** Opening SELECTED PASSAGE block **

Fresh stacks of muddy bacteria

Lilia Garcia, Illinois Wesleyan University

The Approach: In my last post, I wrote about Gracilaria, an invasive red seaweed on the coast of South Carolina, and its effect on Vibrio bacteria. My project aims to record the number and strains, or types, of Vibrio growing around Gracilaria and compare it to seaweed-free areas. I will also compare the Vibrio count residing on Gracilaria versus the Vibrio residing on a native seaweed called Ulva to see how an invasive species changes the bacterial community. Lastly, I want to understand how Gracilaria stops the growth of specific Vibrio strains by producing chemical compounds.

** Closing SELECTED PASSAGE block **
** Opening DATA SUPPLIED block **

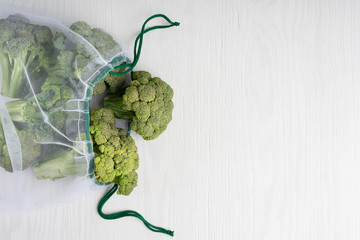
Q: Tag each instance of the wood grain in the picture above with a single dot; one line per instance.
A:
(265, 138)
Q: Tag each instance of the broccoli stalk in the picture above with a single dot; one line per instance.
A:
(59, 164)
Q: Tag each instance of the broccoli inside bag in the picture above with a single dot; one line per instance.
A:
(48, 71)
(49, 153)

** Closing DATA SUPPLIED block **

- REQUIRED TASKS -
1/ In the passage on Gracilaria and Vibrio, on which native seaweed will the Vibrio count be compared with the count on Gracilaria?
2/ Extend the passage on Gracilaria and Vibrio bacteria from its last sentence.

- ANSWER SET -
1/ Ulva.

2/
Mud samples under Gracilaria, taken by K. Coates

To begin solving my questions, I will go out to collect samples in the mudflats outside of the Grice Laboratory. I will collect tubes of water, clumps of Gracilaria and Ulva, and mud from underneath and 1.5 feet away from Gracilaria. Afterwards, I’ll spread all the samples onto dishes with nutrients specifically used to grow Vibrio. The bacteria grow in spots called colonies, and I will count each spot to see how much Vibrio there is in each sample. I am looking for a different amount of colonies in mud samples collected within or away from Gracilaria patches, and a difference in colony numbers between the Ulva and Gracilaria.

Dishes of unique Vibrio, taken by L. Garcia

A single dish from a mud sample can contain hundreds of colonies, differing in color, shape, size, and texture. Each of these colonies represent a different strain of Vibrio, uncovering the diversity of bacteria at different distances from Gracilaria. I will characterize which unique colonies are dangerous to human health, and whether they are found near or away from Gracilaria.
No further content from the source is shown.